Give back the records in full, with every line exactly as it was.

[GIVEN INFORMATION — start]

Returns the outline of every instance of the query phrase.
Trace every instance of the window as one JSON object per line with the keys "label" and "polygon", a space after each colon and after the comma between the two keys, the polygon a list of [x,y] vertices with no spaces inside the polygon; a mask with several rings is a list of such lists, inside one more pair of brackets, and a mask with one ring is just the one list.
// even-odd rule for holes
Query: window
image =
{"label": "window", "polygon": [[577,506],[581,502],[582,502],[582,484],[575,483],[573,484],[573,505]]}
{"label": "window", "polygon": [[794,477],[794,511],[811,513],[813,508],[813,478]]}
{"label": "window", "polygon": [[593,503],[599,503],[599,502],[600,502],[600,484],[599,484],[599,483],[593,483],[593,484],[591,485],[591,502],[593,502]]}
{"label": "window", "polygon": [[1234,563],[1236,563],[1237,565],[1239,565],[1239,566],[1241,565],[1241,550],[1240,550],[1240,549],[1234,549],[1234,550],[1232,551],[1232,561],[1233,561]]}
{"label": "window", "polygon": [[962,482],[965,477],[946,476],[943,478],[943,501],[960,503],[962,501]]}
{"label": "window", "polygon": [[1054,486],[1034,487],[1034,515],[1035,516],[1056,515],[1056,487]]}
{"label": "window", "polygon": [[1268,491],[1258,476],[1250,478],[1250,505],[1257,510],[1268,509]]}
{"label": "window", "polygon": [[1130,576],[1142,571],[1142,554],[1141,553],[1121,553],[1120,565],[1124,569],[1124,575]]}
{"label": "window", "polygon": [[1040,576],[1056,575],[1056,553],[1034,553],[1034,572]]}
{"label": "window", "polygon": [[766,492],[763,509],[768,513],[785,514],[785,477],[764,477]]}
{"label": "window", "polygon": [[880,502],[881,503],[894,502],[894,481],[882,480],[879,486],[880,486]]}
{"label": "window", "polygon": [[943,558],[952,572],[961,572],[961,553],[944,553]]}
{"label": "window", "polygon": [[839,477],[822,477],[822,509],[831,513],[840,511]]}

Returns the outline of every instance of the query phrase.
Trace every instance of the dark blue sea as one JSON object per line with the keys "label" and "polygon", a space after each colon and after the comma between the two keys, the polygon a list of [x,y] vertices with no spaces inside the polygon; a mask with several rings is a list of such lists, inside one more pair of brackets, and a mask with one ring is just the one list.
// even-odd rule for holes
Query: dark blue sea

[GIVEN INFORMATION — finish]

**EXERCISE ANSWER**
Returns the outline of every instance of the query phrase.
Trace every instance of the window as one JSON object per line with the keys "label" and "polygon", a space after each colon and after the comma between the two keys, the polygon a list of [x,y] vertices with no spaces inside the polygon; a mask with several rings is a list of such lists, inside one more pair of brackets, and a mask with one ring is just the one list.
// even-odd rule for holes
Query: window
image =
{"label": "window", "polygon": [[577,506],[581,502],[582,502],[582,484],[575,483],[573,484],[573,505]]}
{"label": "window", "polygon": [[794,477],[794,511],[811,513],[813,508],[813,478]]}
{"label": "window", "polygon": [[593,503],[599,503],[599,502],[600,502],[600,484],[599,484],[599,483],[593,483],[593,484],[591,485],[591,502],[593,502]]}
{"label": "window", "polygon": [[1234,563],[1236,563],[1237,565],[1239,565],[1239,566],[1241,565],[1241,550],[1240,550],[1240,549],[1234,549],[1234,550],[1232,551],[1232,561],[1233,561]]}
{"label": "window", "polygon": [[962,482],[965,477],[946,476],[943,478],[943,501],[960,503],[962,501]]}
{"label": "window", "polygon": [[1054,486],[1034,487],[1034,515],[1035,516],[1056,515],[1056,487]]}
{"label": "window", "polygon": [[1268,491],[1258,476],[1250,478],[1250,505],[1257,510],[1268,509]]}
{"label": "window", "polygon": [[1130,576],[1142,571],[1142,554],[1141,553],[1121,553],[1120,565],[1124,569],[1124,575]]}
{"label": "window", "polygon": [[1040,576],[1056,575],[1056,553],[1034,553],[1034,572]]}
{"label": "window", "polygon": [[766,492],[763,509],[768,513],[785,514],[785,477],[764,477]]}
{"label": "window", "polygon": [[880,502],[881,503],[894,502],[894,481],[882,480],[879,486],[880,486]]}
{"label": "window", "polygon": [[943,558],[952,572],[961,572],[961,553],[944,553]]}
{"label": "window", "polygon": [[839,477],[822,477],[822,509],[831,513],[840,511]]}

Returns the outline of every instance of the query phrase.
Trace every instance of the dark blue sea as one JSON object per line with the keys "label" and "polygon", a space after each colon and after the comma between the two keys, the polygon a list of [x,y] vertices with no spaces inside the polygon; a mask with several rings is a list of such lists, inside one more pair of brackets, and a mask with one ring is just the one list.
// even-odd rule for holes
Query: dark blue sea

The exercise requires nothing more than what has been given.